Texte source:
■ ■ ■ ■ ■ ■ ■
Tiré de The Trump Effect : 5 threats to Canada’s progressive movements
The Breach Media
https://breachmedia.ca/trump-effect-canada/
Traduction Johan Wallengren
Jeudi 7 novembre 2024 / DE : Martin Lukacs, Lucy Uprichard, Tannara Yelland et Amanda Siino
Ne vous y trompez pas, l’élection de Donald Trump est un cadeau pour tous les réactionnaires du Canada.
Une nouvelle administration Trump exercera une pression directe sur le gouvernement fédéral dans de nombreuses sphères essentielles de la vie politique, créant ainsi un précédent dont voudront s’inspirer l’élite du monde des affaires et les politiciens de droite au Canada, qui réclameront un nivellement par le bas du même acabit dans notre pays.
L’ensemble du monde politique sera entraîné dans une spirale descendante, avec des lobbyistes qui pousseront le gouvernement canadien à opérer des baisses d’impôts applicables aux plus riches comparables à celles de Trump et des fabricants d’armes qui espéreront profiter de l’augmentation des dépenses militaires, en passant par des politiciens qui attiseront des mouvements de transphobie et de racisme anti-immigrés.
Nombre de ces mêmes forces ont cherché à profiter de la situation la dernière fois que Donald Trump était au pouvoir.
Voici cinq pressions dangereuses que l’élection de Trump exercera sur le Canada et méritant l’attention et la vigilance des mouvements progressistes.
1. Le lobby des entreprises exigera que le Canada imite Trump en réduisant l’impôt sur les sociétés
Les réductions d’impôts – en particulier au profit des plus riches – sont au cœur du programme de Donald Trump.
Celui-ci a « caressé l’idée » d’éliminer complètement l’impôt sur le revenu. Il a d’ailleurs fait cette réflexion que les États-Unis des années 1890 avaient été plutôt futés de ne pas prélever du tout d’impôt sur le revenu (et de ne pas fournir de services sociaux non plus).
Dans les faits, on peut s’attendre à ce qu’il réduise les impôts des plus riches et ramène celui sur les sociétés à 15 % pour les entreprises fabriquant leurs produits aux États-Unis (il avait déjà sabré dans cet impôt lors de sa présidence précédente, le faisant dégringoler de 35 % à 21 %).
Il faut s’attendre à ce que l’élite des entreprises canadiennes embrasse ces changements et clame la nécessité de maintenir la « compétitivité » de notre économie (langage codé pour dire : « par ici, les réductions d’impôts »).
C’est du moins ce qui s’est passé la dernière fois que Trump était au pouvoir.
Trump a de très fortes chances d’avoir une influence massive sur la politique canadienne au cours de son second mandat présidentiel.
En 2017, son administration a réduit les impôts de 1 500 milliards de dollars américains, un précédent historique qui a fait que les milliardaires américains ont pour la toute première fois payé moins d’impôt que la classe ouvrière. Très rapidement, au Canada, les groupes de pression du monde des affaires ont mis l’épaule à la roue pour arracher des concessions similaires au gouvernement libéral.
Le Conseil des affaires du Canada a exigé que « l’on se concentre sur la compétitivité avec l’acuité d’un laser », tandis que la Chambre de commerce du Canada a appelé à « réduire drastiquement le coût de faire des affaires au Canada ».
■ ■ ■ ■ ■ ■ ■
[Extraits d'un jeu de données d'annotation par points]
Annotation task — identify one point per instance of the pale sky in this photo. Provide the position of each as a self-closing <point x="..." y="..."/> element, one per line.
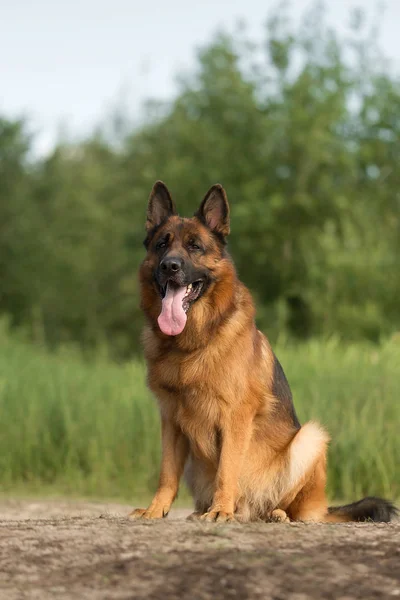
<point x="66" y="64"/>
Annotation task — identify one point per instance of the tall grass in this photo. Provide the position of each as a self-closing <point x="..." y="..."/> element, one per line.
<point x="92" y="428"/>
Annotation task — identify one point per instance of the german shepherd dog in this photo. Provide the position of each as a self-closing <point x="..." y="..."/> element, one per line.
<point x="227" y="417"/>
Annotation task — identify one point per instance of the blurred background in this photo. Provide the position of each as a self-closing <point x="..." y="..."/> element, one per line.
<point x="294" y="108"/>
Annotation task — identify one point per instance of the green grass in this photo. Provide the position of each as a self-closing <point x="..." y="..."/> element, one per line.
<point x="92" y="429"/>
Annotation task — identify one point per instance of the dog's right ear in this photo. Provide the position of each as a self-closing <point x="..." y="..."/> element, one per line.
<point x="160" y="205"/>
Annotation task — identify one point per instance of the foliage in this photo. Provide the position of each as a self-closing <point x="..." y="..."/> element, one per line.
<point x="92" y="427"/>
<point x="302" y="130"/>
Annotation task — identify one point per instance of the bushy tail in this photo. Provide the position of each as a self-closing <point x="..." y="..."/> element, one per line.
<point x="367" y="509"/>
■ ■ ■ ■ ■ ■ ■
Consignes:
1. Dans les enregistrements, reprenez les lignes depuis celle qui contient « Annotation task — identify one point per instance of the blurred » jusqu'à la fin des enregistrements, en renommant « Annotation task » en « Labeling task » sans rien modifier d'autre. Ne donnez que ces lignes.
2. Veuillez poursuivre le texte sur les pressions que l'élection de Trump exercera sur le Canada, à partir de sa dernière phrase.

Réponses dans l'ordre:
1.
Labeling task — identify one point per instance of the blurred background in this photo. Provide the position of each as a self-closing <point x="..." y="..."/> element, one per line.
<point x="294" y="108"/>
Labeling task — identify one point per instance of the green grass in this photo. Provide the position of each as a self-closing <point x="..." y="..."/> element, one per line.
<point x="92" y="429"/>
Labeling task — identify one point per instance of the dog's right ear in this photo. Provide the position of each as a self-closing <point x="..." y="..."/> element, one per line.
<point x="160" y="205"/>
Labeling task — identify one point per instance of the foliage in this photo. Provide the position of each as a self-closing <point x="..." y="..."/> element, one per line.
<point x="92" y="427"/>
<point x="302" y="130"/>
Labeling task — identify one point per instance of the bushy tail in this photo. Provide the position of each as a self-closing <point x="..." y="..."/> element, one per line.
<point x="367" y="509"/>

2.
Le Globe and Mail a fait écho à ces revendications en admonestant le gouvernement, déclarant que « pour maintenir la compétitivité en cette période économique tumultueuse, Ottawa doit faire preuve d’ouverture à l’égard de toutes les possibilités, y compris des taux d’imposition plus bas pour les entreprises et une règlementation allégée ».
Le gouvernement Trudeau a fini par courber l’échine, accordant à l’élite du monde des affaires 14 milliards de dollars d’allègements fiscaux en 2018.
2. Le Canada sera exhorté à gaspiller plus d’argent pour financer la militarisation
Donald Trump reproche depuis longtemps aux autres pays de l’OTAN de ne pas « payer leurs factures » et de ne pas atteindre l’objectif de l’alliance en matière de dépenses militaires, à savoir 2 % du PIB.
Lors de sa première présidence, puis au cours de sa campagne électorale, il a brandi cette menace : « s’ils ne paient pas, nous ne protégerons pas ».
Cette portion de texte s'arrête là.